--- START OF RAW DATA ---
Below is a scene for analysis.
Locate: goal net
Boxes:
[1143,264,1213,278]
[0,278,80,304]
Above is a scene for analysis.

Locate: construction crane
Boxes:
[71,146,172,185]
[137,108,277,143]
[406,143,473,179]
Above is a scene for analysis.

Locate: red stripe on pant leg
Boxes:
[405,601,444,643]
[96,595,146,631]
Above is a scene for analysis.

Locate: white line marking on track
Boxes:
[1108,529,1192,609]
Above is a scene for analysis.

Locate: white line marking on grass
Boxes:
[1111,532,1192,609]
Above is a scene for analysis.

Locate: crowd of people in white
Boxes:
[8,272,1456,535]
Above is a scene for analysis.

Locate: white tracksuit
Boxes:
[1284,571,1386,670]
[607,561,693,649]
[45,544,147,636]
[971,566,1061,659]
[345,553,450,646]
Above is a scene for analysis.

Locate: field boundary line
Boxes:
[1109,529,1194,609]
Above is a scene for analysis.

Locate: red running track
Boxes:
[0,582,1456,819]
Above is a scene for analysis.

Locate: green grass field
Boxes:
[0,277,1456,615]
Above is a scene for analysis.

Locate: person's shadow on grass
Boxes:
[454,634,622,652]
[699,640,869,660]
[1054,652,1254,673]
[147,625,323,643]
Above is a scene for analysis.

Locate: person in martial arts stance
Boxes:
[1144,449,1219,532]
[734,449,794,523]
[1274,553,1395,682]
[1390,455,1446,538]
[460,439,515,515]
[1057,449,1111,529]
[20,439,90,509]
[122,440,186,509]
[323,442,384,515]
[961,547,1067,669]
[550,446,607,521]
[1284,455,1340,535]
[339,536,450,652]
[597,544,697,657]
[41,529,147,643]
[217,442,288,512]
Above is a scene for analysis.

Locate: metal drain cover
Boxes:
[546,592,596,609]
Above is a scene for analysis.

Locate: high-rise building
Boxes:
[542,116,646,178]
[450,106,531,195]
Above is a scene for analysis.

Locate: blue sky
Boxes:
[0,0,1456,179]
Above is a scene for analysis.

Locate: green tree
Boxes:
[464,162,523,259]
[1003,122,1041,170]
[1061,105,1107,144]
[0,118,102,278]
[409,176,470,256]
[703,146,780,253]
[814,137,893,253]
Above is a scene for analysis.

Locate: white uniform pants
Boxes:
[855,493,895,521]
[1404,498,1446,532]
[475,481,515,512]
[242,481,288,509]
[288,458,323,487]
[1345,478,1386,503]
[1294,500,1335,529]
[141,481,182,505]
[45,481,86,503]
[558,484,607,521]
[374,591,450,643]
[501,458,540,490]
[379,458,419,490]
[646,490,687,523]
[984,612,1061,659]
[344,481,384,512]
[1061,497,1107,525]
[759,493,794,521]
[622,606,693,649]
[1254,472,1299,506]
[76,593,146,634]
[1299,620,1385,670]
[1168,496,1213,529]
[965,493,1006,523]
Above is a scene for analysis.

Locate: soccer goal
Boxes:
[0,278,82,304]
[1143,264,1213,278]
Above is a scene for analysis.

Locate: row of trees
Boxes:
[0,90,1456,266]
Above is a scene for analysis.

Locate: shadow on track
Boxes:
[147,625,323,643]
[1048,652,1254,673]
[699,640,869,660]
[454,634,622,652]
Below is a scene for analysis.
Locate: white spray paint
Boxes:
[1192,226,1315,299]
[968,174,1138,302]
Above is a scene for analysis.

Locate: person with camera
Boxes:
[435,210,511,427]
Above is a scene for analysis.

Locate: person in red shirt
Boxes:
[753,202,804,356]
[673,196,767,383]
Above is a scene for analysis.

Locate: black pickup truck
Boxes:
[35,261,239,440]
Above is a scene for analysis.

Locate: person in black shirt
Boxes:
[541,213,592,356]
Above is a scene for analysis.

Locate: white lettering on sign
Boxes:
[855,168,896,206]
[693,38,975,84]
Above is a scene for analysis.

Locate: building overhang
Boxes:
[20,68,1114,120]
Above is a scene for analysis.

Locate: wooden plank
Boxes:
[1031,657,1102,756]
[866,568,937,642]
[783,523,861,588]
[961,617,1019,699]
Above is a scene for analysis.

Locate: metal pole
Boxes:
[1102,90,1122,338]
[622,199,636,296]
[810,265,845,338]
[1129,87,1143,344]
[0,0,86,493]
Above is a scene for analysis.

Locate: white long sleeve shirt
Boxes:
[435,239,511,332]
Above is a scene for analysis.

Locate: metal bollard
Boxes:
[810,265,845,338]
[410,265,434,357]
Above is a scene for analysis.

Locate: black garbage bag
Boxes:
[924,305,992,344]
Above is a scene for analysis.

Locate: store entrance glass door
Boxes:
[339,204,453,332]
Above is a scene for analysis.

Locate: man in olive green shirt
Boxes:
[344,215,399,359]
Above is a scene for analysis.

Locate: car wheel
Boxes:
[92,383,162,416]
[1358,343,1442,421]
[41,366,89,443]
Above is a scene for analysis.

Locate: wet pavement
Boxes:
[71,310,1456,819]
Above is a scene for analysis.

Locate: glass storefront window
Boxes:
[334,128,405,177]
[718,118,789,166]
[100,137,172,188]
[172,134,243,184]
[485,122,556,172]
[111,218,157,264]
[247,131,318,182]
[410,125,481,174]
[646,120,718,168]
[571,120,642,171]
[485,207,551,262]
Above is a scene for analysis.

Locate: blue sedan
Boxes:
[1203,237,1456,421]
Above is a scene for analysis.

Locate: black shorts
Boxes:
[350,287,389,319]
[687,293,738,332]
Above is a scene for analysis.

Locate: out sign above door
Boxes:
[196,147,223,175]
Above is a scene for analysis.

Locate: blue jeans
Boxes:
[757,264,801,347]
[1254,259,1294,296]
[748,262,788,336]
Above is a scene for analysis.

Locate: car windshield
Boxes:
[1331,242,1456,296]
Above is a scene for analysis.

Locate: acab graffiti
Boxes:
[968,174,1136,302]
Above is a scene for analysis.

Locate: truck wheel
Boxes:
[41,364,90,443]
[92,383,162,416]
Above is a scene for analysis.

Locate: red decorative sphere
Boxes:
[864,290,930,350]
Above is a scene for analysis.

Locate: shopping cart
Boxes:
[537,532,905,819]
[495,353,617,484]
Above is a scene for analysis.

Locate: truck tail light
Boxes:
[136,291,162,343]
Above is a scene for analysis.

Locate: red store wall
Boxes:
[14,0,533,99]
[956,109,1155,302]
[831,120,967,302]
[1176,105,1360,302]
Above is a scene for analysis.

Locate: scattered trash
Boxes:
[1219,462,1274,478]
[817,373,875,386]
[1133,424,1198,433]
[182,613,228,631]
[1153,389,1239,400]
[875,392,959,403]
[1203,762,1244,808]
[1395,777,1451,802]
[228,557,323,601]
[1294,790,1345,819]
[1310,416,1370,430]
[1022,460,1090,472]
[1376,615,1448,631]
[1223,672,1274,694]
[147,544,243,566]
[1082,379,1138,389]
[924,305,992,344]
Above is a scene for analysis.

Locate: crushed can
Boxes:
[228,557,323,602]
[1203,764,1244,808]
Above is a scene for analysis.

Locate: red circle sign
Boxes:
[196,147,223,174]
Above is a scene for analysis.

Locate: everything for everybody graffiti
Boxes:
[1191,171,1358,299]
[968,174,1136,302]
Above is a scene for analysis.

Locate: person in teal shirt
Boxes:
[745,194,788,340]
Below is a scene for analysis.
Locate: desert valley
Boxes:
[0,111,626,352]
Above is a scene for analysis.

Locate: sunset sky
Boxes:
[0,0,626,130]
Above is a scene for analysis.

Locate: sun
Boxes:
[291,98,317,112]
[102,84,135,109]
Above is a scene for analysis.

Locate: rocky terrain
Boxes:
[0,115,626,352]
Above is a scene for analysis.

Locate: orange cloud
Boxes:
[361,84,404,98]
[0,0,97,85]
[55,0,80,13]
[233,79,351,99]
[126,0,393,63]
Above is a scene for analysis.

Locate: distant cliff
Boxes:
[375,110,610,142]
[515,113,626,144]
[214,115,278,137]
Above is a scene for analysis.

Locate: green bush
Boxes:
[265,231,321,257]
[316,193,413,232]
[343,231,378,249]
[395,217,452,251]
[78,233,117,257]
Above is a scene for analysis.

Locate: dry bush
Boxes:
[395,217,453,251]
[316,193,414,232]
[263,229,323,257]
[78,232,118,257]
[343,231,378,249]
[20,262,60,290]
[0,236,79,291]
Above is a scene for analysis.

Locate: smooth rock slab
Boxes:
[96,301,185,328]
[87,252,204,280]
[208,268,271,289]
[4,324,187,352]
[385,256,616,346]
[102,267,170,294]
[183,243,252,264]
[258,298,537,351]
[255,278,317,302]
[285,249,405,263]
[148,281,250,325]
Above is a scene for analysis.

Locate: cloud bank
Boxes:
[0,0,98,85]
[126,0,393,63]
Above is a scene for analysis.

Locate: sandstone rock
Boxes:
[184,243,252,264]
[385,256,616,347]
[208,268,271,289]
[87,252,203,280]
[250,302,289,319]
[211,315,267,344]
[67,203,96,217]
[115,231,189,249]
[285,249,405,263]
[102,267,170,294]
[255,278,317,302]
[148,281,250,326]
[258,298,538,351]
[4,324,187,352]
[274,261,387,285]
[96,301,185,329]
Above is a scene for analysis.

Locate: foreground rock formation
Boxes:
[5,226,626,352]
--- END OF RAW DATA ---
[WHAT NEEDS TO BE DONE]: Reproduce the items word for word, from the very beginning through the line containing "[0,277,1456,615]", including that line.

[TASK OUTPUT]:
Below is a scene for analysis.
Locate: goal net
Boxes:
[1143,264,1213,278]
[0,278,80,304]
Above is a scene for analysis.

Locate: construction crane
Boxes:
[71,146,172,185]
[137,108,277,143]
[406,143,473,179]
Above is a scene for analysis.

Locate: red stripe on pant leg
Boxes:
[405,601,444,643]
[96,595,146,631]
Above is a scene for analysis.

Locate: white line marking on track
Boxes:
[1108,529,1192,609]
Above is a scene for analysis.

Locate: white line marking on grass
Boxes:
[1111,532,1192,609]
Above is a scene for analysis.

Locate: crowd of people in white
Boxes:
[8,272,1456,535]
Above is a scene for analysis.

Locate: white tracksuit
Boxes:
[1284,571,1386,670]
[607,561,693,649]
[45,544,147,636]
[971,566,1061,659]
[345,553,450,646]
Above is a scene for analysis.

Locate: field boundary line
Boxes:
[1109,529,1194,609]
Above is a scene for analysis.

Locate: red running track
Boxes:
[0,582,1456,819]
Above is a scene for analysis.

Locate: green grass field
Boxes:
[0,277,1456,615]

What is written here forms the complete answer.